# DATA TO EXAMINE
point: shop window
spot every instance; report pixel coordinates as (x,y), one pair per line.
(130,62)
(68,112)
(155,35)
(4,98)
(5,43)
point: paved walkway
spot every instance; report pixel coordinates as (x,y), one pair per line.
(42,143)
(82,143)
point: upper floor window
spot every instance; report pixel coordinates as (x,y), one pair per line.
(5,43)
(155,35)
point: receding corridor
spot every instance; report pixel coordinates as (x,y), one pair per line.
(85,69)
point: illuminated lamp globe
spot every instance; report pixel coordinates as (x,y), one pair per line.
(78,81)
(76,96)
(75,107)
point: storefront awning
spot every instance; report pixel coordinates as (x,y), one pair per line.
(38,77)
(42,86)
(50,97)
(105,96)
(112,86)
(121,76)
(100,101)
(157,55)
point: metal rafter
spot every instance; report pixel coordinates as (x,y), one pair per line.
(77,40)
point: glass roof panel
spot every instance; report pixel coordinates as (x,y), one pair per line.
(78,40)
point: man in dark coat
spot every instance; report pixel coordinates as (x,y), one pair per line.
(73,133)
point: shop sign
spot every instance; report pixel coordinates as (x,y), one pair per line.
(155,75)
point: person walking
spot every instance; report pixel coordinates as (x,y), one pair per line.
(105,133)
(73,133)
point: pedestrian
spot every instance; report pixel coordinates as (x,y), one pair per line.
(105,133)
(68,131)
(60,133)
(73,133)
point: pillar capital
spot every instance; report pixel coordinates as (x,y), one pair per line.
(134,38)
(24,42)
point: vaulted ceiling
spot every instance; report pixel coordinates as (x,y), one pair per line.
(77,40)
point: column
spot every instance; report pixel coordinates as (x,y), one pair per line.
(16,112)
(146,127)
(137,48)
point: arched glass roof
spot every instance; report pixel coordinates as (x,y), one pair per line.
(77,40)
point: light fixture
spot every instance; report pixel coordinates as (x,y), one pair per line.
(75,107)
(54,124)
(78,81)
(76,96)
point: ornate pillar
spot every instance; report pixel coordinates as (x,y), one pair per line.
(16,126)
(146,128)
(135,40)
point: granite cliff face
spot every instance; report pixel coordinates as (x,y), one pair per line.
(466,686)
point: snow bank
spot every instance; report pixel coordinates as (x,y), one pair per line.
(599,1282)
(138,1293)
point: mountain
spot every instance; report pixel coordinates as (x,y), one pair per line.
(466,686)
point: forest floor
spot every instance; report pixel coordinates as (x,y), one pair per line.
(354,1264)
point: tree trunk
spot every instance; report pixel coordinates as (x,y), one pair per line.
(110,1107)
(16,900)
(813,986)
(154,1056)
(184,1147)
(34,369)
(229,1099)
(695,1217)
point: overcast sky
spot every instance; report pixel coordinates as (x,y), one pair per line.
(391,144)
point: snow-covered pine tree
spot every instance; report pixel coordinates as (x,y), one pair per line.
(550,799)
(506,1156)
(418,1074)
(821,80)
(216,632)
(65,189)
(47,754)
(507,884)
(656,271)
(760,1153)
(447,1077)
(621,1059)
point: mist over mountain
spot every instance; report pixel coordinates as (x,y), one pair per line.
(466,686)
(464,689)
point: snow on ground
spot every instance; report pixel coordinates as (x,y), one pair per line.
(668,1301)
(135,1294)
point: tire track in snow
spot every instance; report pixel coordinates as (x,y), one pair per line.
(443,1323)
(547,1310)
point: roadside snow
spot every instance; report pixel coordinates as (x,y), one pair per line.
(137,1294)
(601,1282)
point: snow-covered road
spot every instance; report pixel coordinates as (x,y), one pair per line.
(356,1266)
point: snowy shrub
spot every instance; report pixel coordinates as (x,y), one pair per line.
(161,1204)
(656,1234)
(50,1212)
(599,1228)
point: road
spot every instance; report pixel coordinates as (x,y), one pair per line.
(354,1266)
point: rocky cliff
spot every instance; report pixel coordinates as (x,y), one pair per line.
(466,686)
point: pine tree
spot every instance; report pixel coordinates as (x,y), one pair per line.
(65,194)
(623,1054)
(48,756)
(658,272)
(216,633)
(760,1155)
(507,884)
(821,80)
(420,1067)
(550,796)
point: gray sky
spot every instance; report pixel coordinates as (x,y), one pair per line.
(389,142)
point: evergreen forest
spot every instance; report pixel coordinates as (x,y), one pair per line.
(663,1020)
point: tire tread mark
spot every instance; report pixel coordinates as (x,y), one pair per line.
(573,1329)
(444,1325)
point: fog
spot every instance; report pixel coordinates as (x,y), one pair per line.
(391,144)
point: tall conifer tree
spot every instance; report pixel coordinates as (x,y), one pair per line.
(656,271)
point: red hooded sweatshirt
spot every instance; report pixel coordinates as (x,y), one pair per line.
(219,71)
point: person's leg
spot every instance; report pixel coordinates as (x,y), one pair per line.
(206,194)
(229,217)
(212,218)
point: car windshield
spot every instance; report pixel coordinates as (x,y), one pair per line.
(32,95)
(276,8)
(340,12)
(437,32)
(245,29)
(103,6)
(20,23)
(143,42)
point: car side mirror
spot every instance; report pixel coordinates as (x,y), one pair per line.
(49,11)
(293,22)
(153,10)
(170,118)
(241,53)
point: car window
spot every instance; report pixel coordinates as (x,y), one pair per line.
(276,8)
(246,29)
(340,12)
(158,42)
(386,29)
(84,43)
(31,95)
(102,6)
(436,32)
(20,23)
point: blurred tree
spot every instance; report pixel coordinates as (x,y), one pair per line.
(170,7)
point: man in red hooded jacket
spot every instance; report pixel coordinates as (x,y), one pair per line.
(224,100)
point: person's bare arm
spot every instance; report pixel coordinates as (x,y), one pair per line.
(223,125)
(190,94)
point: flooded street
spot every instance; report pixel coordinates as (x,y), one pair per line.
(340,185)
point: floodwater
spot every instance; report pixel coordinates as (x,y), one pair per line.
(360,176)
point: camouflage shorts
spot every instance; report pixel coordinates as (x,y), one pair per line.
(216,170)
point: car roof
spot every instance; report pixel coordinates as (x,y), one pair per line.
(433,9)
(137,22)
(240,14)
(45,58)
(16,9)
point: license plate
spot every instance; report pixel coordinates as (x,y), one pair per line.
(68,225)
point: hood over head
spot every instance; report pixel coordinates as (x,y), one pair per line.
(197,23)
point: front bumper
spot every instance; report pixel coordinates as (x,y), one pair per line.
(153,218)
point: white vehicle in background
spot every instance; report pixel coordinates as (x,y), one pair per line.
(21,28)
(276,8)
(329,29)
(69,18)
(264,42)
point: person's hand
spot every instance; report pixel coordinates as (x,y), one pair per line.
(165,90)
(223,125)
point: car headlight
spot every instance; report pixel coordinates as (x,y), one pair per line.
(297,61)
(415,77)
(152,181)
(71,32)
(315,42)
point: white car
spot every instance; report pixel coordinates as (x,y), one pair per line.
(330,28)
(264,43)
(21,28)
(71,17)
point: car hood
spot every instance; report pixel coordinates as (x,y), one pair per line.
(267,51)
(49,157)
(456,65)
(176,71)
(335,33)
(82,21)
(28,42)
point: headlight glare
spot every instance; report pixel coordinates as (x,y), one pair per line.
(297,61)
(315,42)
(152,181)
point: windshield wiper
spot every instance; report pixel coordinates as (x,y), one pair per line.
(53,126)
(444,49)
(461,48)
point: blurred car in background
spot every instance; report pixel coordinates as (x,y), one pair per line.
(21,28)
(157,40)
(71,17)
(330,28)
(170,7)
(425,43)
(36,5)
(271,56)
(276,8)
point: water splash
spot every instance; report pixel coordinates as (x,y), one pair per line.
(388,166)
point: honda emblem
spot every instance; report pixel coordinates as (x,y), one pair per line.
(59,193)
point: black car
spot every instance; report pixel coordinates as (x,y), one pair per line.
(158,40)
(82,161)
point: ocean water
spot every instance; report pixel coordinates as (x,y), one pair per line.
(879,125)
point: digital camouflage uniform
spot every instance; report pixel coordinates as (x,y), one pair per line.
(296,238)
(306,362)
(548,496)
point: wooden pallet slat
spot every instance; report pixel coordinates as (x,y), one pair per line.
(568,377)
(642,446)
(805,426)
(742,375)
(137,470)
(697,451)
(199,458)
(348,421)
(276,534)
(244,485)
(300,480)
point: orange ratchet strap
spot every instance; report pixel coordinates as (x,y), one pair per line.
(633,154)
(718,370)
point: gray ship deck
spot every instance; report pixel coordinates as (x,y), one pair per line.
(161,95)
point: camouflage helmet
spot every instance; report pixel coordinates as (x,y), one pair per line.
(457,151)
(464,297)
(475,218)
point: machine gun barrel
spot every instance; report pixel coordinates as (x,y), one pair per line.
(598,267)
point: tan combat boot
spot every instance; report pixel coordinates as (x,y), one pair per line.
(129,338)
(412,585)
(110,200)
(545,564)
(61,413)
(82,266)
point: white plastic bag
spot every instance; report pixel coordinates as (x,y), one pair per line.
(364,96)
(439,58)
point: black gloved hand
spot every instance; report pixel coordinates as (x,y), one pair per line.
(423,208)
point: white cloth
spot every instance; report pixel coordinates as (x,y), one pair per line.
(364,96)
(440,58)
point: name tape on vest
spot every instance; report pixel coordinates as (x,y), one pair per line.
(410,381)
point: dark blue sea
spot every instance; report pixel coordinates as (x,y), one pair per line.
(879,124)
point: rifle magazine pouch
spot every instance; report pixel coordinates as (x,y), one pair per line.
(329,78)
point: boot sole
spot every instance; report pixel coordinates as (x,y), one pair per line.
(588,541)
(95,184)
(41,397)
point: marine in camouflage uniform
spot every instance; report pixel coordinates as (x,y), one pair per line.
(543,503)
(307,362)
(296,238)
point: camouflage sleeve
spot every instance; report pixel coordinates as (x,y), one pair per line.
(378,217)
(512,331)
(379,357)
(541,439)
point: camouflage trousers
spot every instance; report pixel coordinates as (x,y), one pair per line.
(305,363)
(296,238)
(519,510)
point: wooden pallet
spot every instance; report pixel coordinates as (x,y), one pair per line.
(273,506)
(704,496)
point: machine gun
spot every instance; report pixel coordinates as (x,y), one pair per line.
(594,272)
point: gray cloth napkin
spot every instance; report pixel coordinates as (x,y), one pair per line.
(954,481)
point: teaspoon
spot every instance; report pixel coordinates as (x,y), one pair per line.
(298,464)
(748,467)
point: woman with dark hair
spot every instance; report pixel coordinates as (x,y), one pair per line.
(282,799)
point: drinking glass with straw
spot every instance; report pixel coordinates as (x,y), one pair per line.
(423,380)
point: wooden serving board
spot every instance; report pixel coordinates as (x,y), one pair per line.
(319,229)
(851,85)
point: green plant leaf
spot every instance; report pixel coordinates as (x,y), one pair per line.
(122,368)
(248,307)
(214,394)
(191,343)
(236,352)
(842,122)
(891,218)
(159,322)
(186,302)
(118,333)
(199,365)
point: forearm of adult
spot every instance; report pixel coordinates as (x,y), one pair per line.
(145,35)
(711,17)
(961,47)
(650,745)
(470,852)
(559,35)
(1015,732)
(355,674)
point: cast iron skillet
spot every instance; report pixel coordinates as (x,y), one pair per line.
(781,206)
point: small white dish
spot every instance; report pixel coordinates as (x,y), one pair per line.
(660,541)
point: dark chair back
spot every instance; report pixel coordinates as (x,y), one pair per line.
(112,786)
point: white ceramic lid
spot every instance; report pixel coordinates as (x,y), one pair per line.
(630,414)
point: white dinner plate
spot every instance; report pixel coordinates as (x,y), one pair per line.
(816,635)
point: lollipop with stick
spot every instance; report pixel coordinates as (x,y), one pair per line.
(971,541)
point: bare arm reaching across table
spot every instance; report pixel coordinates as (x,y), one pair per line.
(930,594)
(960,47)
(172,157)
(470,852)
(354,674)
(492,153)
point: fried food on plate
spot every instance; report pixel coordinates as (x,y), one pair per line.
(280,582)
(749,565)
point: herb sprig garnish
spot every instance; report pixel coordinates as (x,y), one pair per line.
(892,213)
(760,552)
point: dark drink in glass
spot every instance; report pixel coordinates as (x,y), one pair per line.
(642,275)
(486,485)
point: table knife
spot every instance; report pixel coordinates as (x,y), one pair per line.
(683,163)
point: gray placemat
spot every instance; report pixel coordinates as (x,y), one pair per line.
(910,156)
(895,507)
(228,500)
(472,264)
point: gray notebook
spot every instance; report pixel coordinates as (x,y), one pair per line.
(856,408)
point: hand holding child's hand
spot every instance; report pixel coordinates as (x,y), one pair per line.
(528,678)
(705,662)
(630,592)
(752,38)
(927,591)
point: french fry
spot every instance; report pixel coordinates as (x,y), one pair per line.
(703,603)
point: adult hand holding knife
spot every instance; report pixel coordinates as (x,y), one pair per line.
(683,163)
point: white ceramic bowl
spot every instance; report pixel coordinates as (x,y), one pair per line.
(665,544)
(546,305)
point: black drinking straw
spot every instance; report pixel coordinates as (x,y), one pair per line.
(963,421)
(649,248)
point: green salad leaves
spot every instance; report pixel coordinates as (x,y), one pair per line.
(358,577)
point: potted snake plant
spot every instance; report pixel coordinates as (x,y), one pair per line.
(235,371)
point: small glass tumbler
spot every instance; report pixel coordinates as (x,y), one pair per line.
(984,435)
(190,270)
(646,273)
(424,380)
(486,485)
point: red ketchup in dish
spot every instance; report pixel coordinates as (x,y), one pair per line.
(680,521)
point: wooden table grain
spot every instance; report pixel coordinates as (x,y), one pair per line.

# WORK INSTRUCTION
Output the lines above exactly, but only those between the line holding "point: red hooded sweatshirt" and the line holding "point: white car", inclusive.

# ANSWER FOR THIS EXERCISE
point: red hooded sweatshirt
spot every instance; report pixel coordinates as (x,y), one pair per line.
(219,71)
point: person's leg
spot every instance; report pixel coordinates as (x,y), one pair per line.
(206,194)
(229,217)
(212,218)
point: car windshield
spot every instance; report pixel coordinates as (x,y), one pair per line.
(32,95)
(276,8)
(340,12)
(437,32)
(245,29)
(103,6)
(20,23)
(143,42)
point: car side mirror
spot every instance; report pixel coordinates as (x,y), one pair per line.
(49,11)
(293,22)
(153,10)
(170,118)
(241,53)
point: car window
spot every instance; report pixel coordinates as (x,y), one pair per line.
(276,8)
(246,29)
(340,12)
(158,42)
(386,29)
(84,43)
(31,95)
(102,6)
(436,32)
(20,23)
point: blurred tree
spot every instance; report pixel coordinates as (x,y), one pair per line.
(170,7)
point: man in red hooded jacket
spot every instance; report pixel coordinates as (x,y), one pair per line.
(224,100)
point: person's bare arm
spot every instance; report pixel coordinates as (x,y), one pair per line.
(223,125)
(190,94)
point: flooded street
spot every instance; report pixel coordinates as (x,y), one pair per line.
(340,185)
point: floodwater
spot every instance; report pixel coordinates as (x,y), one pair per line.
(360,176)
point: camouflage shorts
spot every instance; report pixel coordinates as (x,y), one pair per line.
(216,170)
point: car roof
spot every instance; report pixel coordinates as (x,y), one pair per line.
(433,9)
(137,22)
(240,14)
(45,58)
(16,9)
point: license plate
spot every instance; report pixel coordinates as (x,y), one pair per line.
(68,225)
point: hood over head
spot every instance; report pixel coordinates as (x,y), one pair per line.
(197,23)
point: front bumper
spot every instance; report pixel coordinates as (x,y), one pair per line.
(153,218)
point: white vehicle in background
spot every instance; report pixel coordinates as (x,y), one pair per line.
(21,28)
(276,8)
(329,29)
(69,18)
(264,42)
point: person's hand
spot every instance; report pixel coordinates as (x,y), one pair per line.
(165,90)
(223,125)
point: car headlight
spot every instance; report pixel coordinates as (x,y), one pair per line.
(297,61)
(415,77)
(152,181)
(71,32)
(315,42)
point: white car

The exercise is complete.